• _DIRECTIONS_: Duplicate the lines below without alteration, starting at the line containing "Coach's film room: circle the child's leg" and ending at the line containing "[0,24,450,300]", with both of those lines included, and reproduce no others.

• _MATERIAL TO PROCESS_:
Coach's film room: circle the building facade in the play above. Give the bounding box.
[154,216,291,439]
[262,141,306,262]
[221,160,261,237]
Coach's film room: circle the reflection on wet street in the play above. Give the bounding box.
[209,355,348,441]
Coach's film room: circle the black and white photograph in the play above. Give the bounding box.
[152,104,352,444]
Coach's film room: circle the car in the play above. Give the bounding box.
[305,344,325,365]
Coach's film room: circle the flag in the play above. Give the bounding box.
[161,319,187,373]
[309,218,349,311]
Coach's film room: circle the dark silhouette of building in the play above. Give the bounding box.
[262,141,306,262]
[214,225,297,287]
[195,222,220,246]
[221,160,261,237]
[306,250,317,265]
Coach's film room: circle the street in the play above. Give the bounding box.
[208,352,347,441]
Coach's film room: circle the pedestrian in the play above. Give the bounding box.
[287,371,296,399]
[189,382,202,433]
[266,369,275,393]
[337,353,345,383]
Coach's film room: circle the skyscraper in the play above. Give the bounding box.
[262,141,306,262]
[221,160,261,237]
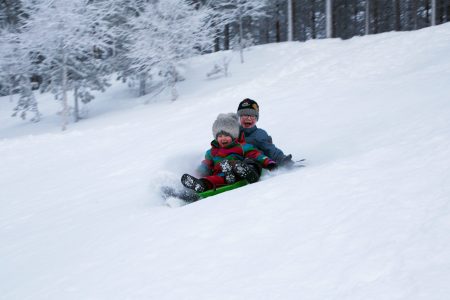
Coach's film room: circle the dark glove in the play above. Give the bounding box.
==
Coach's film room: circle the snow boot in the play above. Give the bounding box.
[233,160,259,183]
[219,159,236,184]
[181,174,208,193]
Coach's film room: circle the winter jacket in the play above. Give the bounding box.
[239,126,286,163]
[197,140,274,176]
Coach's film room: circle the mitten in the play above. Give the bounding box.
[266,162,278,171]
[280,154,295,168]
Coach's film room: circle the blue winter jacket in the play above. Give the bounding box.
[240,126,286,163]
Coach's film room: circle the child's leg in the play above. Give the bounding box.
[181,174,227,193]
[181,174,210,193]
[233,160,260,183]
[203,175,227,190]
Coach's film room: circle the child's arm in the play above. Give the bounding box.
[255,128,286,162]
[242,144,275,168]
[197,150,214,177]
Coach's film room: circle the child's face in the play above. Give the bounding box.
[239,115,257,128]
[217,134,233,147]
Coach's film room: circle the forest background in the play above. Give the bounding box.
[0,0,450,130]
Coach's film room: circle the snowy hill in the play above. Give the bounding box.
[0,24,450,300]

• _TASK SOLUTION_:
Coach's film room: circle the child's leg in the play above. Give the bounding box.
[181,174,227,193]
[181,174,210,193]
[233,160,260,183]
[203,175,227,190]
Coach's film room: circle the child's arm in the play above. Give the bounding box.
[255,128,286,162]
[242,144,275,168]
[197,150,214,177]
Coach's film room: circle the child's face in the play above. Give the bounding box.
[239,115,257,128]
[217,134,233,147]
Coach's film room: circle the forest background in the play above. Give the bounding box.
[0,0,450,130]
Coach's film room: circle the snowy hill in the play above. Give the bounding box.
[0,24,450,300]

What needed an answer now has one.